◆ Source text
> In science, 'adversarial collaboration' is a modality of collaboration wherein opposing views work together in order to jointly advance knowledge of the area under dispute.
Seems like this is the ideal model for how politics should work.
Instead of the norm, which is opposing parties yelling past each other and blocking the other party just out of spite.
Science (done properly) is knowledgeable, skeptical experts trading written documents that only they can fully understand, and making it their career to understand and critique everything.
Politics (done the only way we know how, democracy) is knowledgeable experts playing an idiotic reality TV game for an audience of millions of viewers who will spend about 5 seconds of thought on it, relying heavily on charisma, reputation, and sound bites of spoken word, so that the world is not captured by even worse experts.
My hot take: We could take the lizard-brain stuff out of both politics and advertising if we didn't have live debates, didn't show faces or allow voices. It's harmful to voters who are not literate, and nobody would actually support this, but I think keeping "system 1 thinking" away from the fate of the free world might be helpful.
For instance, I think gasoline should cost more. System 1 says that can never happen, it's political suicide. To justify carbon taxes takes more attention than voters can afford. And the reasonable critiques would not be "fuck you I want cheap gas" but "why save the environment if our superpower rivals aren't going to help?"
I partly agree - I think you've outlined well why democracy should not be an end in itself. It's a means to an end and it's not always the best means. The main advantage of democracy is that it facilitates peaceful transfer of power between competing groups of elites. But you could imagine scenarios where the cost of a violent transfer of power is less than the cost of some other very bad outcome democracy is hurtling towards (e.g. an even larger outburst of violence at a later date, an environmental catastrophe).
> My hot take: We could take the lizard-brain stuff out of both politics and advertising if we didn't have live debates, didn't show faces or allow voices. It's harmful to voters who are not literate, and nobody would actually support this, but I think keeping "system 1 thinking" away from the fate of the free world might be helpful.
Without a way to attach an identity to the involved parties, any field of debate will quickly become rife with sock puppets.
It wouldn't work. The scientists share a common goal of discerning the truth, or else finding a model which more accurately predicts the universe, which is effectively the same thing. Sure, it's much better for them if it turns out that their model is the victor, but ultimately either side "winning" is good for the scientists because they've collaboratively discovered something important in order to determine the winner.
Politicians are different. Say some politicians on the left and right got together to study questions like "how does changing billionaire tax rates affect jobs" or "is buying homes and other assistance for the homeless a net savings." No outcome, even with absolute, rock solid evidence, would be acceptable to at least one side of the study. Imagine a Republican coming back to the floor to say "wellp, my committee studied it, and it turns out that dramatically raising taxes on billionaires is just fantastic for America! Who would've thought?" He'd be out of office just as soon as the next election could happen, and maybe sooner. Being right and having evidence is convenient for politicians but is neither sufficient nor necessary.

◆ Stated goal A
From the adversarial collaboration discussion, return the passage between "Seems like this" and "and critique everything.", inclusive.
◆ Stated goal B
In the adversarial collaboration discussion, explain why the comment beginning "It wouldn't work" holds that scientists can collaborate this way but politicians cannot.

◆ Source excerpt
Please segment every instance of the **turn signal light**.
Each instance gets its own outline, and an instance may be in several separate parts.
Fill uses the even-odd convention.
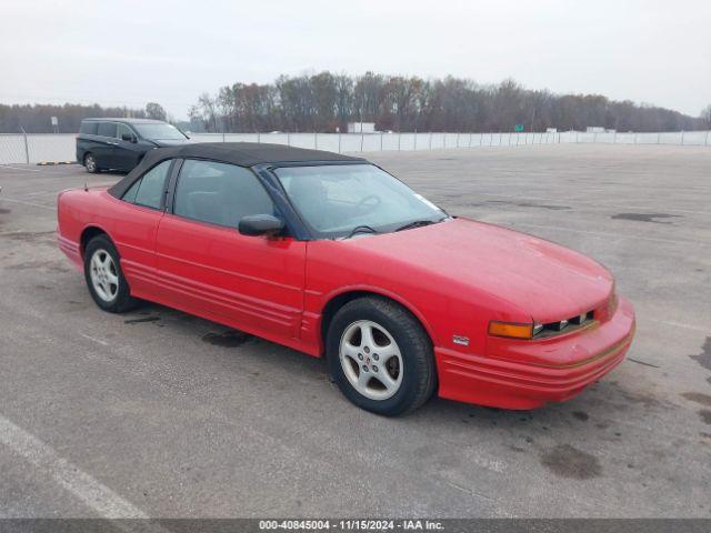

◆ Written solution A
Seems like this is the ideal model for how politics should work.
Instead of the norm, which is opposing parties yelling past each other and blocking the other party just out of spite.
Science (done properly) is knowledgeable, skeptical experts trading written documents that only they can fully understand, and making it their career to understand and critique everything.

◆ Written solution B
Scientists share a common goal of discerning the truth, so either side "winning" benefits them because they have collaboratively discovered something important. For politicians, no outcome, even with rock solid evidence, would be acceptable to at least one side. A politician who reported a finding against their side's position would be out of office by the next election or sooner.